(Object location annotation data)
· · · · ·

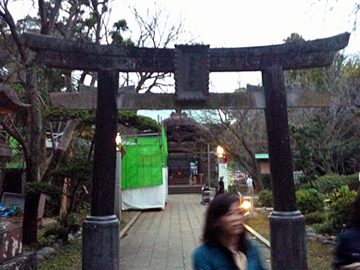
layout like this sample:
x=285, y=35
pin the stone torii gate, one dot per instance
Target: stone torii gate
x=191, y=65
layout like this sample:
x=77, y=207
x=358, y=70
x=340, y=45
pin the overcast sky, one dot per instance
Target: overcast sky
x=244, y=23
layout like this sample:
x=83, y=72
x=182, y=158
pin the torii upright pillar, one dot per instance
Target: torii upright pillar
x=287, y=224
x=101, y=230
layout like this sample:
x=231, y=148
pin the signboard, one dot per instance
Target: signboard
x=192, y=72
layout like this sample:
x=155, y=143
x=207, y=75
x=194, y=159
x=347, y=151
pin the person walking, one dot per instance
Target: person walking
x=225, y=242
x=250, y=187
x=221, y=187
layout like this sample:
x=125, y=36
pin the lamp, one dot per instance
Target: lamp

· · · · ·

### What you have to do
Pictures in the records must not appear in the copy; transcribe everything else precisely.

### Response to this task
layout like this sample:
x=285, y=35
pin the stone torii gate, one dot per instance
Target: stone torii gate
x=191, y=65
layout like this sample:
x=77, y=207
x=358, y=70
x=340, y=45
pin the overcast sky, one dot per instance
Target: overcast sky
x=244, y=23
layout like this sample:
x=83, y=72
x=182, y=158
pin the torii upright pillar, one dot per instance
Target: torii upright pillar
x=287, y=224
x=101, y=230
layout like this sample:
x=231, y=148
pin the signboard, one dot per instance
Target: signboard
x=192, y=72
layout like this sample:
x=155, y=143
x=207, y=75
x=194, y=159
x=347, y=151
pin the person walking, one dot per instance
Target: person walking
x=225, y=242
x=250, y=187
x=221, y=187
layout like this sample:
x=125, y=36
pin the lamp, one dot per instance
Target: lamp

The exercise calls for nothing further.